Stored data entries:

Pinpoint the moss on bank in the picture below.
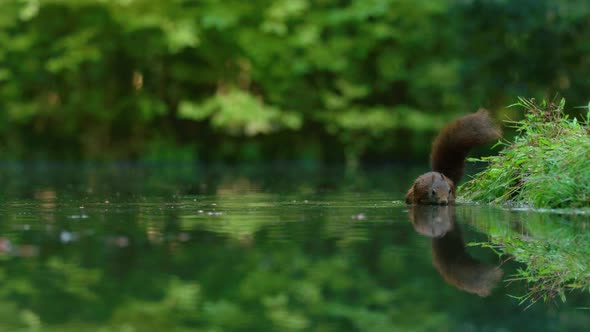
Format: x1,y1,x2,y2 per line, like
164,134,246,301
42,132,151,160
460,98,590,210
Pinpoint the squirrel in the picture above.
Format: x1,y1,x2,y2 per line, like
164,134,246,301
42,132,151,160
405,109,501,205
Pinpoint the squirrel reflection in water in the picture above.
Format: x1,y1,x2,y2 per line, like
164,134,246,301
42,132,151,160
408,205,504,297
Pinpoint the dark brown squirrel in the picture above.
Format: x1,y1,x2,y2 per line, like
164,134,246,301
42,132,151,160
405,109,501,205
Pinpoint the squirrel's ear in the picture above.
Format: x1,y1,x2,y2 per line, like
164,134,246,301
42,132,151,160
405,184,415,204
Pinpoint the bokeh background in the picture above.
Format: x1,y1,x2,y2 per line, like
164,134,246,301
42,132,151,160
1,0,589,164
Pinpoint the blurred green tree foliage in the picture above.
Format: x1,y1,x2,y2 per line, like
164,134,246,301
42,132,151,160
0,0,589,162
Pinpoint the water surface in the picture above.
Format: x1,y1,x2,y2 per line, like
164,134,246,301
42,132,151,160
0,164,588,331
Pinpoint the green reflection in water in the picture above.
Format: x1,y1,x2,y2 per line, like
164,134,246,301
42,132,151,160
0,164,587,331
461,206,590,307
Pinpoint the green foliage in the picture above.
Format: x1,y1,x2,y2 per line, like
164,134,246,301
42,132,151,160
461,97,590,209
1,1,590,161
179,89,302,136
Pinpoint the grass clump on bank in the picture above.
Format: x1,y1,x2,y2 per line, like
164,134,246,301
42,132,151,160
460,97,590,209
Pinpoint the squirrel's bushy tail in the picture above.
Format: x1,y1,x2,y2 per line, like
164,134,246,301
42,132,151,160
431,109,501,184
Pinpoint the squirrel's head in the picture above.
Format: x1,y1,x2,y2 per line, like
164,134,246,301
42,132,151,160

Problem statement ▸ Quote the data above in full and without alteration; skip the pictures.

Response for this exercise ▸
Pinpoint the moss on bank in the picture below.
Format: x1,y1,x2,y2 per line, like
164,134,246,301
42,132,151,160
460,98,590,210
Pinpoint the squirrel in the picture above.
Format: x1,y1,x2,y2 per line, like
164,134,246,301
42,132,151,160
405,109,501,205
Pinpoint the squirrel reflection in water in the picture above.
Format: x1,y1,x2,y2 per line, like
164,134,246,301
42,132,151,160
408,205,504,297
Pinpoint the dark brown squirrel in the picture above.
Format: x1,y1,x2,y2 per line, like
164,134,246,301
42,132,151,160
405,109,501,205
Pinpoint the squirrel's ear in the picture above.
Format: x1,y1,x2,y2 per line, like
164,134,246,301
42,132,151,160
405,184,415,204
Pinpoint the bokeh background in the picture above.
Format: x1,y1,x2,y2 per line, like
164,134,246,301
42,132,151,160
1,0,589,164
Pinpoint the blurred green tree foliage in the picture above.
Format: x1,y1,x2,y2 per line, like
164,134,246,301
42,132,151,160
0,0,589,162
Pinpoint the water surface in the picture above.
Format: x1,y1,x2,y2 per line, like
164,134,246,301
42,132,151,160
0,164,588,331
Pinpoint the green reflection in water in the picture above.
Format: x1,y1,x2,y2 per line, like
164,134,246,301
42,132,151,160
0,164,587,331
461,206,590,307
Pinpoint the green foliage in the picture above.
Format: x1,y1,x2,y2 per line, like
164,134,246,301
42,132,151,160
461,97,590,209
1,1,590,161
179,89,302,136
Pinpoint the grass clump on bank in the picture above.
Format: x1,y1,x2,y2 per line, like
164,134,246,301
42,132,151,160
460,97,590,209
Pinpoint the squirrel's bushy tail in the picture above.
Format: x1,y1,x2,y2 per line, like
164,134,246,301
42,132,151,160
431,109,501,184
Pinpoint the squirrel's head in the picture above.
Format: x1,y1,x2,y2 per line, like
164,134,246,301
42,132,151,160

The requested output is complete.